**JOB A**
Copy the Foxy and Egg review from "Foxy and Egg" up to and including "that stupid egg.".
**JOB B**
Does the Foxy and Egg review agree with each statement: (i) the reviewer likes the mixed media illustrations, (ii) Foxy hopes to fatten the egg up to eat it the next day, (iii) the reviewer says Mrs. Chicken and the Hungry Crocodile handles the crocodile and hen folktale well? Answer yes or no for each and quote the deciding words.

Foxy and Egg
by Alex Smith
Holiday House 2011, review copy from library
An egg visits Foxy, who hopes to fatten it up to eat the next day but gets a big surprise instead. Okay, it’s an egg visiting. An egg. An egg doesn’t visit or fatten up or play parlor games for exercise. It doesn’t grow huge overnight to crack open as a full-grown crocodile. Because it’s an egg. I’m getting that this is supposed to fall into the realm of the silly, but doesn’t pull it off and just seems like a dumb concept from the start. Maybe the story was supposed to be a takeoff on the crocodile and the hen folktale, which actually makes sense and is done quite well in Mrs. Chicken and the Hungry Crocodile. Honestly, I’m not crazy about the mixed media illustrations either, but it’s the story here that lacks cohesion and loses me at the first premise with that stupid egg.

**DATASET EXTRACT**
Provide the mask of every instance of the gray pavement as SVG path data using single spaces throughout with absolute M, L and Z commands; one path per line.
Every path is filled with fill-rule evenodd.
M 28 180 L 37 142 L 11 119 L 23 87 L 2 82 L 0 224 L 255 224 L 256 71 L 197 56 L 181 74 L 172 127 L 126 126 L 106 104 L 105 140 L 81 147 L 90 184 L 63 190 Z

**SOLUTION A**
Foxy and Egg
by Alex Smith
Holiday House 2011, review copy from library
An egg visits Foxy, who hopes to fatten it up to eat the next day but gets a big surprise instead. Okay, it’s an egg visiting. An egg. An egg doesn’t visit or fatten up or play parlor games for exercise. It doesn’t grow huge overnight to crack open as a full-grown crocodile. Because it’s an egg. I’m getting that this is supposed to fall into the realm of the silly, but doesn’t pull it off and just seems like a dumb concept from the start. Maybe the story was supposed to be a takeoff on the crocodile and the hen folktale, which actually makes sense and is done quite well in Mrs. Chicken and the Hungry Crocodile. Honestly, I’m not crazy about the mixed media illustrations either, but it’s the story here that lacks cohesion and loses me at the first premise with that stupid egg.

**SOLUTION B**
(i) No: "Honestly, I’m not crazy about the mixed media illustrations either"
(ii) Yes: "hopes to fatten it up to eat the next day"
(iii) Yes: "is done quite well in Mrs. Chicken and the Hungry Crocodile"